* _Supplied entries_
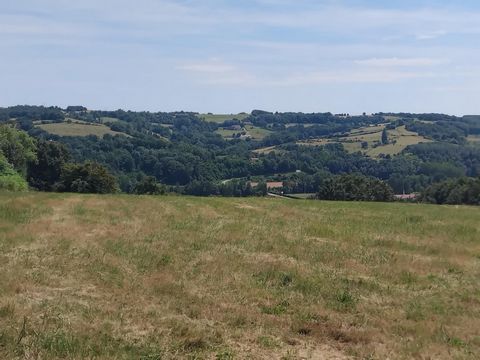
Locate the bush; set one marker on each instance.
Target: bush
(355, 188)
(89, 177)
(9, 179)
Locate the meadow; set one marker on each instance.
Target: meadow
(78, 128)
(220, 118)
(399, 139)
(145, 277)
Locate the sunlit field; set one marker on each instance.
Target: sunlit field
(125, 277)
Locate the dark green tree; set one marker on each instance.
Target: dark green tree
(17, 147)
(384, 136)
(46, 171)
(149, 186)
(89, 177)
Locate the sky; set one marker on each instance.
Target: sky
(226, 56)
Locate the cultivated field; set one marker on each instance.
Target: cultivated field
(399, 139)
(78, 128)
(125, 277)
(220, 118)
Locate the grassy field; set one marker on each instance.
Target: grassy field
(220, 118)
(125, 277)
(399, 139)
(255, 132)
(78, 128)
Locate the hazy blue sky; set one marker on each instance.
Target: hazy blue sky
(230, 56)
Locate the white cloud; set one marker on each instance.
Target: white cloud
(351, 77)
(401, 62)
(208, 67)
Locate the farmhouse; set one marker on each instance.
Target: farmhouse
(270, 184)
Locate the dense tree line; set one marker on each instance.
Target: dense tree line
(355, 188)
(45, 165)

* _Objective_
Copy the records above with every occurrence of "set one marker" replaced by "place one pin" and everything else unchanged. Omit the pictures.

* _Solution for this task_
Locate the bush; place one pin on each instance.
Target: bush
(355, 188)
(89, 177)
(9, 179)
Locate the meadow; place one pin on each instance.
Target: meadow
(78, 128)
(220, 118)
(399, 139)
(145, 277)
Locate the sunlit field; place one pin on each instance.
Target: sunlit field
(125, 277)
Locate the dark green tree; place one pin on each instance.
Target: dark green tree
(17, 147)
(384, 136)
(46, 171)
(149, 186)
(89, 177)
Locate the sky; place one pin on each instance.
Target: sky
(226, 56)
Locate the cultivated field; place one pin on each instance.
Target: cultivated field
(399, 139)
(78, 128)
(125, 277)
(220, 118)
Locate the grassy field; place one pin on each instance.
Target: grassy field
(220, 118)
(125, 277)
(399, 139)
(255, 132)
(78, 128)
Locate the hazy blue sky; place one pin on each instance.
Target: hazy blue sky
(230, 56)
Locate the white cloud; place one pin on each instance.
Target: white cloud
(351, 77)
(401, 62)
(208, 67)
Locate the farmhouse; place one pin on each instance.
Target: farmhouse
(270, 184)
Locate the dense tree line; place one pin on each instance.
Target: dense tree line
(355, 188)
(45, 165)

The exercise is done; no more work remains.